[Rows from a data source]
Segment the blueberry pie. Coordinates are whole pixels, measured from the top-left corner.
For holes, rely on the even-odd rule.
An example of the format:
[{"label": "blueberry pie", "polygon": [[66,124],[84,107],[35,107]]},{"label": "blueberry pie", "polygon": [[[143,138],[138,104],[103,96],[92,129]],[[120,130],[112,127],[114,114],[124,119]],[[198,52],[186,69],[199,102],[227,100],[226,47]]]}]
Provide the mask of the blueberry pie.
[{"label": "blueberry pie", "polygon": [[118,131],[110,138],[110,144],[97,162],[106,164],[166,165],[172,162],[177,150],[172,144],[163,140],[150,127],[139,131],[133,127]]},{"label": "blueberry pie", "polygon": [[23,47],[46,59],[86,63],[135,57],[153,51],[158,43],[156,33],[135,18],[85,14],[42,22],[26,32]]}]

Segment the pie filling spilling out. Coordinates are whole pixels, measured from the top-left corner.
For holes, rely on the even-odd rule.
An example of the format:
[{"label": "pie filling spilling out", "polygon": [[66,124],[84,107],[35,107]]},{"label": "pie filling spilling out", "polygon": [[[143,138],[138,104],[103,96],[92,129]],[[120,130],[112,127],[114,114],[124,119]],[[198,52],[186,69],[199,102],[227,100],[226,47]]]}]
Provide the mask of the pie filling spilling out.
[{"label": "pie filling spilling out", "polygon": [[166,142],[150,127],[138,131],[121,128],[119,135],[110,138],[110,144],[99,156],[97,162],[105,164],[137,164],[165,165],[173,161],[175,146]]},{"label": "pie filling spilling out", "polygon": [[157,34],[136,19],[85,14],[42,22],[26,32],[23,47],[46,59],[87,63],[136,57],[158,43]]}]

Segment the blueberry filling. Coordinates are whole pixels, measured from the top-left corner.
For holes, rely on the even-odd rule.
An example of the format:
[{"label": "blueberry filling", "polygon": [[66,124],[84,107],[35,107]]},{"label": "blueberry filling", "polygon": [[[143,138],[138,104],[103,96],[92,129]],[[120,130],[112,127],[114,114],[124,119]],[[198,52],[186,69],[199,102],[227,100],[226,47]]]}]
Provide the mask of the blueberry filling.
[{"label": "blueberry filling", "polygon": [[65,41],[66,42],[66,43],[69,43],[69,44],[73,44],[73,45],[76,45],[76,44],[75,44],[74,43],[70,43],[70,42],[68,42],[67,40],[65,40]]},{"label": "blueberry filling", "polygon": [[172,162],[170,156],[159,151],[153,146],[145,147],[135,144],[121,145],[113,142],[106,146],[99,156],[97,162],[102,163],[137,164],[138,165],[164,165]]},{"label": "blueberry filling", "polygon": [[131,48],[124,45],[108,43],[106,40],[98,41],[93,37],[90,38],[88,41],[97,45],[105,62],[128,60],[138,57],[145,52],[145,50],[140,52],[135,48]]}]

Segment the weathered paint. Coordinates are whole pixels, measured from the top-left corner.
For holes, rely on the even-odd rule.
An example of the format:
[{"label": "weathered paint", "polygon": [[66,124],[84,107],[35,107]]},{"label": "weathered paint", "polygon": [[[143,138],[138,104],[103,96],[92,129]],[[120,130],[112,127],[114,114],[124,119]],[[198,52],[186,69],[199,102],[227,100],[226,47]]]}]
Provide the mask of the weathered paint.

WHAT THE TASK ASKS ▸ Turn every line of the rows above into a numbered list, omitting blank lines.

RESULT FOR THIS EXERCISE ▸
1. Segment the blueberry pie. Coordinates are whole pixels, measured from the top-left corner.
2. For holes, rely on the even-odd rule.
3. An example of the format:
4. [{"label": "blueberry pie", "polygon": [[66,124],[84,107],[35,107]]},{"label": "blueberry pie", "polygon": [[[143,138],[138,104],[103,96],[92,129]],[[120,130],[112,127],[114,114],[124,119]],[[198,52],[186,69],[199,102],[227,100],[226,47]]]}]
5. Provide the mask of the blueberry pie.
6. [{"label": "blueberry pie", "polygon": [[118,131],[110,138],[110,144],[97,162],[106,164],[166,165],[172,162],[177,150],[172,144],[163,140],[150,127],[139,131],[133,127]]},{"label": "blueberry pie", "polygon": [[23,47],[46,59],[86,63],[135,57],[153,51],[158,43],[156,33],[135,18],[85,14],[42,22],[26,32]]}]
7. Segment the pie filling spilling out. Coordinates are whole pixels, measured from the top-left corner.
8. For holes, rely on the even-odd rule.
9. An example of the format:
10. [{"label": "pie filling spilling out", "polygon": [[66,124],[84,107],[35,107]]},{"label": "pie filling spilling out", "polygon": [[[143,138],[138,104],[103,96],[92,129]],[[120,130],[112,127],[114,114],[124,119]],[[198,52],[186,69],[199,102],[227,100],[226,47]]]}]
11. Provide the mask of the pie filling spilling out.
12. [{"label": "pie filling spilling out", "polygon": [[166,142],[150,127],[138,131],[121,128],[119,135],[110,138],[110,144],[99,156],[97,162],[105,164],[137,164],[165,165],[173,161],[175,146]]},{"label": "pie filling spilling out", "polygon": [[157,34],[136,19],[85,14],[42,22],[26,32],[23,47],[46,59],[87,63],[136,57],[158,43]]}]
13. Segment the blueberry filling. Coordinates are whole pixels, measured from the top-left corner.
14. For holes, rely on the even-odd rule.
15. An example of the format:
16. [{"label": "blueberry filling", "polygon": [[66,124],[84,107],[35,107]]},{"label": "blueberry filling", "polygon": [[[143,138],[138,104],[103,96],[92,129]],[[120,130],[112,127],[114,114],[124,119]],[[198,52],[186,69],[199,102],[227,100],[226,47]]]}]
17. Provide the mask of the blueberry filling.
18. [{"label": "blueberry filling", "polygon": [[65,41],[66,42],[66,43],[69,43],[69,44],[73,44],[73,45],[76,45],[76,44],[75,44],[74,43],[70,43],[70,42],[68,42],[67,40],[65,40]]},{"label": "blueberry filling", "polygon": [[172,162],[170,156],[159,151],[153,146],[145,147],[135,144],[121,145],[113,142],[106,146],[99,156],[97,162],[102,163],[137,164],[138,165],[164,165]]},{"label": "blueberry filling", "polygon": [[131,48],[124,45],[108,43],[106,40],[98,41],[93,37],[90,38],[88,41],[97,45],[105,62],[128,60],[138,57],[145,52],[145,50],[140,52],[135,48]]}]
19. Segment the weathered paint. Coordinates are whole pixels, measured from the top-left corner.
20. For holes, rely on the even-odd rule.
21. An example of the format:
22. [{"label": "weathered paint", "polygon": [[66,124],[84,107],[35,107]]},{"label": "weathered paint", "polygon": [[[143,138],[138,104],[103,96],[92,129]],[[120,130],[112,127],[114,114],[124,119]],[[198,52],[186,69],[199,102],[227,100],[226,47]]]}]
23. Provide the mask of the weathered paint.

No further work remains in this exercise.